Material to process
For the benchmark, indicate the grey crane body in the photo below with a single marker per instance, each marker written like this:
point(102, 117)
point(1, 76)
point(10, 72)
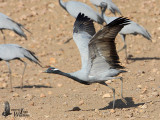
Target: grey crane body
point(132, 28)
point(75, 7)
point(100, 61)
point(8, 23)
point(106, 3)
point(6, 111)
point(10, 52)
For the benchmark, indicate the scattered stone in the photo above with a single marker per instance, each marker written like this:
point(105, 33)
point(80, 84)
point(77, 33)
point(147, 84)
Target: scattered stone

Given task
Rewrite the lines above, replacing "benchmark" with "evaluation" wherever it occurs and leaving everything else unchanged. Omit the pictures from your answer.

Answer to this exercise
For the evaluation, indicate the grey crane body in the photo below with a single marker per instance, each marker written like this:
point(102, 117)
point(1, 76)
point(10, 72)
Target: grey crane body
point(132, 28)
point(75, 7)
point(100, 61)
point(8, 23)
point(106, 3)
point(6, 111)
point(10, 52)
For the evaluation, indicate the scattered stone in the photo above with a single marker per instance, each marker written like this:
point(105, 33)
point(80, 84)
point(77, 33)
point(147, 84)
Target: scattered stone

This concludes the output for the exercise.